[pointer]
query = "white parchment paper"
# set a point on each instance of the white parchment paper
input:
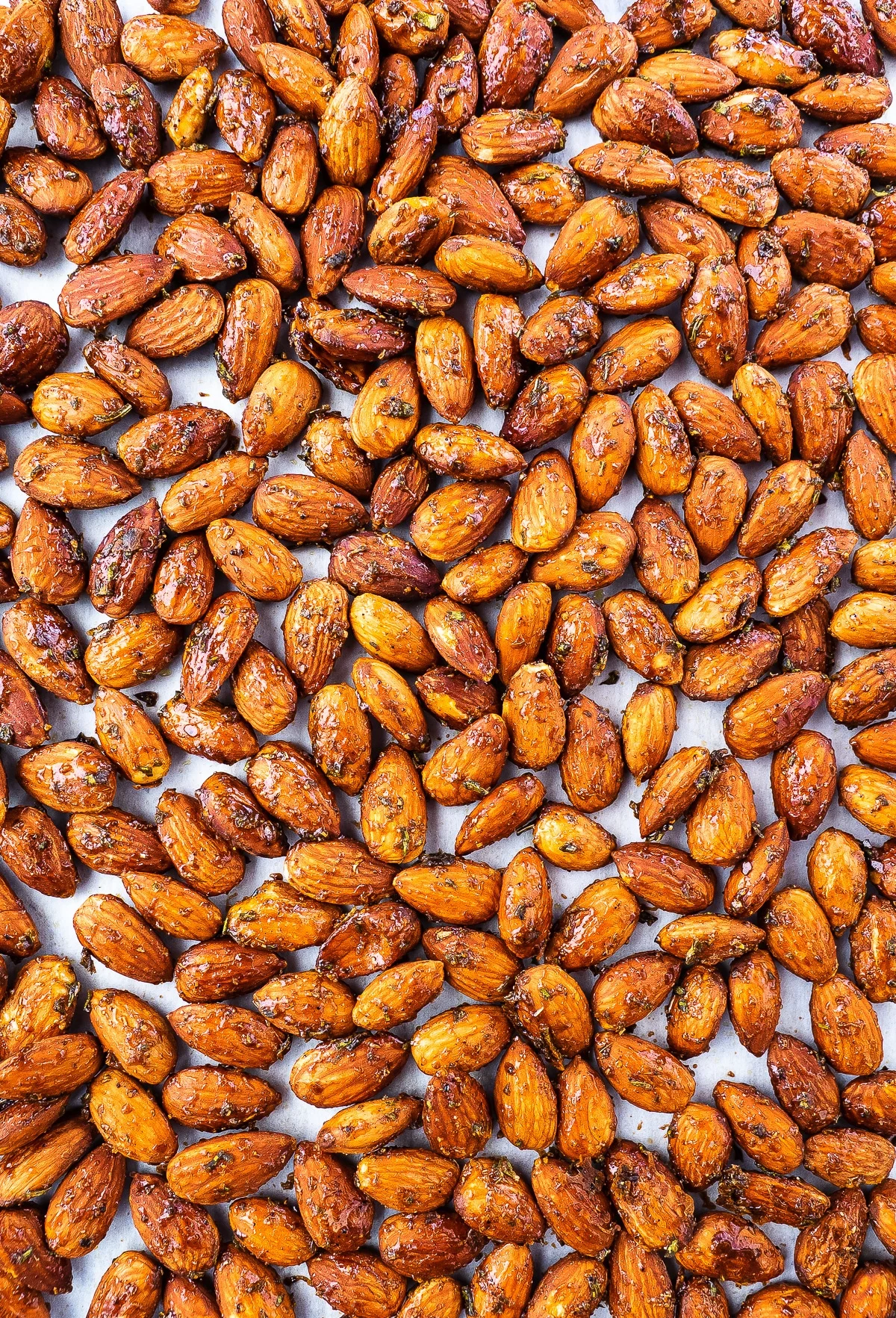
* * *
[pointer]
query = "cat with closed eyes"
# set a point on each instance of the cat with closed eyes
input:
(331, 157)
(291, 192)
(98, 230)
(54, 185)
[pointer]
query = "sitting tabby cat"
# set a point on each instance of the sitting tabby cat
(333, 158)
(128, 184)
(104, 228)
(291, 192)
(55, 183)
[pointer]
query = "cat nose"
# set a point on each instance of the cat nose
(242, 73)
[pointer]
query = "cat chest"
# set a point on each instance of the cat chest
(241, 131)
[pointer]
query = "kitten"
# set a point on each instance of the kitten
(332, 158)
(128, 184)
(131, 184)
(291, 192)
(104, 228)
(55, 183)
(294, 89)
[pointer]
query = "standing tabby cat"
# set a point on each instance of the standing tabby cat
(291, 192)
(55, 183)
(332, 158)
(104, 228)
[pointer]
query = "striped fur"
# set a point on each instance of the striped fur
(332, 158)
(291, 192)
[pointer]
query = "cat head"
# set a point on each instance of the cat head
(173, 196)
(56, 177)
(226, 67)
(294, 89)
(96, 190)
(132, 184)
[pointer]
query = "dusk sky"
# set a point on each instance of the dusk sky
==
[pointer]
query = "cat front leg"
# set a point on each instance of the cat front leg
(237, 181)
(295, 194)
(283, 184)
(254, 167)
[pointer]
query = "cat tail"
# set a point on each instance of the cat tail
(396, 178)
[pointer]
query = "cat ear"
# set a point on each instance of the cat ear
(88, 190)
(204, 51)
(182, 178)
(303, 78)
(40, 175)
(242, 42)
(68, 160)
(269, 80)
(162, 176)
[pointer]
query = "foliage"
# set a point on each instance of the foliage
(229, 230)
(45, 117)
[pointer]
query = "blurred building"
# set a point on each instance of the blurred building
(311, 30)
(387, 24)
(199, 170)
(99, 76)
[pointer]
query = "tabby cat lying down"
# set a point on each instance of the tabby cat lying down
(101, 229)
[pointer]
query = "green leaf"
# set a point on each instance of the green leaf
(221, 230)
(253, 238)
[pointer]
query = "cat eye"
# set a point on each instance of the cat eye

— WORK REQUIRED —
Search the records for the word "parchment" and copy out every line that holds it.

— RESULT OF THIS TASK —
query = "white parchment paper"
# set a point on each instance of the white parchment paper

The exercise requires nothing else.